Copy exactly the lines of the material below that run from the one containing "Query: yellow button flower" through the one containing "Query: brown marking on petal". Copy no other lines.
--- START ---
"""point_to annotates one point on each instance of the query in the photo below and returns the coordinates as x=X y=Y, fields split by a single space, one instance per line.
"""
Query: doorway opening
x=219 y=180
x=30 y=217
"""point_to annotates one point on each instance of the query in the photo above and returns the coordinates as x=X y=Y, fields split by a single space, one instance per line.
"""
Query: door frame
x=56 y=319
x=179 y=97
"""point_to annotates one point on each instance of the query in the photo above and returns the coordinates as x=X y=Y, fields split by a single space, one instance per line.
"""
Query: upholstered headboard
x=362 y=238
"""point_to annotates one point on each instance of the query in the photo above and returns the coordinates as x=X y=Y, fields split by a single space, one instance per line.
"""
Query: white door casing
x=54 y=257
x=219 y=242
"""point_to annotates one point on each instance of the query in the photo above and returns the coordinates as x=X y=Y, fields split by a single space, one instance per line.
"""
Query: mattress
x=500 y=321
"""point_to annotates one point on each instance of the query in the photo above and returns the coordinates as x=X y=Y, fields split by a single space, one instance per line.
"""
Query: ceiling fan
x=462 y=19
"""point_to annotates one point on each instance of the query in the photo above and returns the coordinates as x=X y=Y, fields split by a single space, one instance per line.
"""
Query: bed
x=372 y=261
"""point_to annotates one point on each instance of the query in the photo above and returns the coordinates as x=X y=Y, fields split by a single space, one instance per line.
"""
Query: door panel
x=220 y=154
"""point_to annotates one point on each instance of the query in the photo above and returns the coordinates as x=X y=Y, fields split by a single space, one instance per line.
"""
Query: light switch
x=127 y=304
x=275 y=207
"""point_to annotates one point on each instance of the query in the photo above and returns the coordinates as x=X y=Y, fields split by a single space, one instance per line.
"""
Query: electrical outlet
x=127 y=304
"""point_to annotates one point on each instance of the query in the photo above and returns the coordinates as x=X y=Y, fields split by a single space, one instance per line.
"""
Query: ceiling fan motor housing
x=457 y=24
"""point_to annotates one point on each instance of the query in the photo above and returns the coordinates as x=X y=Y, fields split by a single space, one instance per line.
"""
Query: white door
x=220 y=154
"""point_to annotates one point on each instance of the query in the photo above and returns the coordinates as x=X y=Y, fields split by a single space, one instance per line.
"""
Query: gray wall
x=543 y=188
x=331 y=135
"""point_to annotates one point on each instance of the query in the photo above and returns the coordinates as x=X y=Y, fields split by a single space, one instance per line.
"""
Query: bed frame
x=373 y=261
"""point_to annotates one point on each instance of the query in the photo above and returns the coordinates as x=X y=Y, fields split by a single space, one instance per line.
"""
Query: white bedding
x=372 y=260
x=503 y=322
--- END ---
--- START ---
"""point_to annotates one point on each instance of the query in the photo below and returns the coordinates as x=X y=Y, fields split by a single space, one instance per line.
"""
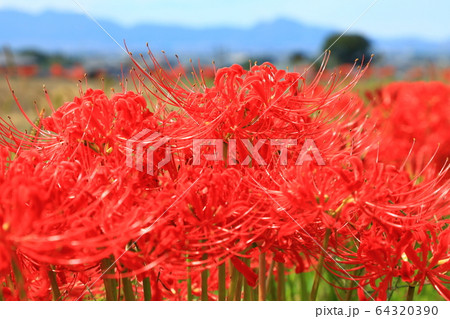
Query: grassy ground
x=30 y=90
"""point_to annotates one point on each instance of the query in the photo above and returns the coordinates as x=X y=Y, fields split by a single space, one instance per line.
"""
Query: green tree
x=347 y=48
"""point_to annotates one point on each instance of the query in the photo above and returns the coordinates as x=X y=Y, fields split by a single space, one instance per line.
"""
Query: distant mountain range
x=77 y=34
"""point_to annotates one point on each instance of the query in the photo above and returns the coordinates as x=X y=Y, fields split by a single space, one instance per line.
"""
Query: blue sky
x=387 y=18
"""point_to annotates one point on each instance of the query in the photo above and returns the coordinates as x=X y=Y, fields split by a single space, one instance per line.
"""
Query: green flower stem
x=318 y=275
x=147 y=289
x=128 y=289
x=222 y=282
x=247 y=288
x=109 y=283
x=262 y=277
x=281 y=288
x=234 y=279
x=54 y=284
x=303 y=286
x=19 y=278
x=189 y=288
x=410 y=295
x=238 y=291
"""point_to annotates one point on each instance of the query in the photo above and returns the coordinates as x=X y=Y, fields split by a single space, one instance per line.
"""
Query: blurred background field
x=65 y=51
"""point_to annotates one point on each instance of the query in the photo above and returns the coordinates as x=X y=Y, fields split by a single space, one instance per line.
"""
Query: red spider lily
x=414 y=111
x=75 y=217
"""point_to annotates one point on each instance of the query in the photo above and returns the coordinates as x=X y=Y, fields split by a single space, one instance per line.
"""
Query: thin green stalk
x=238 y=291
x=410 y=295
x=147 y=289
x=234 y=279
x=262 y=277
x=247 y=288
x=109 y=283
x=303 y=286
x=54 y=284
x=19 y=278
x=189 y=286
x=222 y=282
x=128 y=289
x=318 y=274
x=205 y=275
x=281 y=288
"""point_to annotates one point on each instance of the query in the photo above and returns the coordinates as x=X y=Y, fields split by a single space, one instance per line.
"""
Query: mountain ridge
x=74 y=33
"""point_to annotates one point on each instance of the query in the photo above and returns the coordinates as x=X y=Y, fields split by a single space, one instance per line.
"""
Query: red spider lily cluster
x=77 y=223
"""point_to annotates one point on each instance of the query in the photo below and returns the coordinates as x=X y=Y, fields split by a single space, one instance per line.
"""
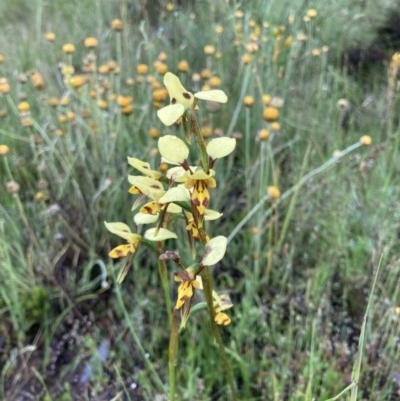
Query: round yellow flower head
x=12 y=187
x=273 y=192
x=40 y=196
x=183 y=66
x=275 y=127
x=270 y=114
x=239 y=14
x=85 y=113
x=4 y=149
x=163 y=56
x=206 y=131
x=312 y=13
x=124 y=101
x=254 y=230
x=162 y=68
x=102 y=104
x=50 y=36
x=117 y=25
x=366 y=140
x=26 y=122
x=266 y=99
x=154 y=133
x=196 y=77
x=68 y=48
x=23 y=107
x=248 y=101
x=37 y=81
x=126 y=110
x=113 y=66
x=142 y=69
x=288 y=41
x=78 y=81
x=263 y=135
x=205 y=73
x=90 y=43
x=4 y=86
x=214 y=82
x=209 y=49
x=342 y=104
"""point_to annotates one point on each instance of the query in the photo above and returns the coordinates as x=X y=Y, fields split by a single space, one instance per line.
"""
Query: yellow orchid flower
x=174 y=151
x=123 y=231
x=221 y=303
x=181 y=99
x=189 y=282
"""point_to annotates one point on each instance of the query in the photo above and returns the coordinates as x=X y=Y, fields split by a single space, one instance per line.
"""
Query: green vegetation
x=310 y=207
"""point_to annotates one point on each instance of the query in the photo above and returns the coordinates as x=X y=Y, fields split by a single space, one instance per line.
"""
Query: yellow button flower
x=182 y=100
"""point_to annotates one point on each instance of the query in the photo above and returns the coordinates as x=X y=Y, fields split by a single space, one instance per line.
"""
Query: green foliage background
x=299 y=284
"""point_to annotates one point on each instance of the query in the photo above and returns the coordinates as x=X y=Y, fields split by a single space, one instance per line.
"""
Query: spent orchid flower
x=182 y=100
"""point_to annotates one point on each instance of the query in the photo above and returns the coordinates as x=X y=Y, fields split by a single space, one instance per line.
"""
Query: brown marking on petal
--- END ---
*RESPONSE TO THE TASK*
Query: yellow button flower
x=182 y=100
"""point_to annotates one point on each instance of the query in the photo above and returns the coordinates as x=X y=Y, fields split by a single space, one instance per line.
"""
Query: green foliage background
x=299 y=284
"""point_to annotates one point on each instance of the query in the photo above and returns the coordinates as x=X y=Y, fields split by a single space, one instance per line.
"""
Query: spent orchid flower
x=182 y=100
"""point_to annotates one point on each instance of the query in the photo above and returns the coordinates as x=X y=Y, fields split by a single space, one instance per line.
"""
Query: brown marking on petal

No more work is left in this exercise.